Fragment tekstu.
▬▬▬▬▬▬▬▬▬▬
W obłokach dzieciństwa.

Archiwum / 07.11.2007

Przykładowy obraz

Prawie każdy mężczyzna, w którymś okresie swojego życia, miał do czynienia z samolotami, a zwłaszcza z ich modelami. Jedni przeglądali książki w poszukiwaniu barwnych ilustracji, inni sklejali kawałek po kawałku modele pięknie prezentujące się później na domowej półce, a jeszcze inni patrzyli jak po niebie szybuje maszyna sterowana przez ich dłonie.

 

 

Zostawiliśmy ten okres swojego życia daleko za sobą, w słodkich wspomnieniach z dzieciństwa. Ale „prawie każdy” nie oznacza wszyscy! Są tacy, dla których fascynacja stała się  sposobem na życie.

Jednym z nich jest Krzysztof Urbański, osiemnastoletni Mistrz Polski w akrobacjach modelami zdalnie sterowanymi,  z którym rozmawia Na Tropie.

 

Alicja Karaluk / Na Tropie: Akrobacje modelami zdalnie sterowanymi to dyscyplina mało znana. Na czym ona polega?

 

Krzysztof Urbański: Zawodnicy muszą wykonać ściśle określony układ figur akrobacyjnych, który zmienia się raz na 2 lata. Jest to sekwencja około dwudziestu figur ściśle ze sobą powiązanych, które muszą być wykonane w ustalonej kolejności. Oceniana jest precyzja ich wykonania oraz układ w tak zwanej „strefie” (odległość +/- 150m, a krańce figur w mieszczącej się strefie ograniczonej słupkami).
▬▬▬▬▬▬▬▬▬▬
Fragmenty zbioru danych.
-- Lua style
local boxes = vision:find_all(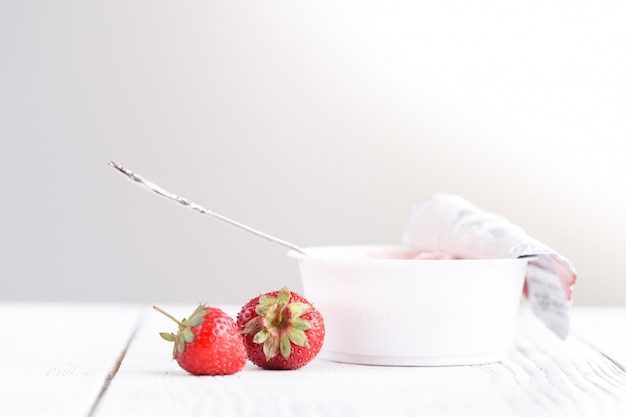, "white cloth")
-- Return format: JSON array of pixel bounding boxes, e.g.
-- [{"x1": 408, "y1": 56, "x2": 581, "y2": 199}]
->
[{"x1": 403, "y1": 193, "x2": 576, "y2": 338}]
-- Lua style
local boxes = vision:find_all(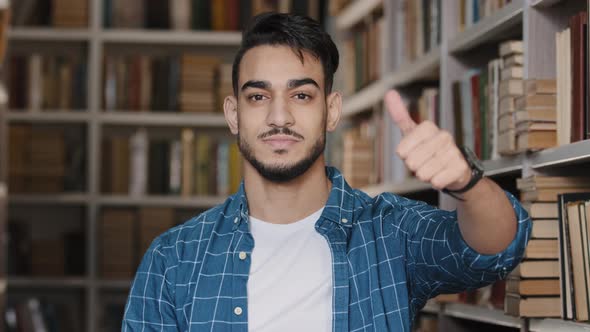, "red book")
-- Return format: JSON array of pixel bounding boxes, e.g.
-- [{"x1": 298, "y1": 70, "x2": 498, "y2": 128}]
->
[
  {"x1": 225, "y1": 0, "x2": 240, "y2": 31},
  {"x1": 471, "y1": 73, "x2": 482, "y2": 158},
  {"x1": 569, "y1": 12, "x2": 588, "y2": 143}
]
▬▬▬▬▬▬▬▬▬▬
Zadania do wykonania.
a) Przepisz fragment wywiadu o akrobacjach modelami, który zaczyna się od słów „Prawie każdy mężczyzna, w” i kończy na „przez ich dłonie.”, zastępując wyraz „barwnych” wyrazem „kolorowych”.
b) Jak często według wywiadu o akrobacjach modelami zmienia się układ figur akrobacyjnych, który muszą wykonać zawodnicy?

Odpowiedzi do zadań.
a)
Prawie każdy mężczyzna, w którymś okresie swojego życia, miał do czynienia z samolotami, a zwłaszcza z ich modelami. Jedni przeglądali książki w poszukiwaniu kolorowych ilustracji, inni sklejali kawałek po kawałku modele pięknie prezentujące się później na domowej półce, a jeszcze inni patrzyli jak po niebie szybuje maszyna sterowana przez ich dłonie.

b) Układ figur zmienia się raz na 2 lata.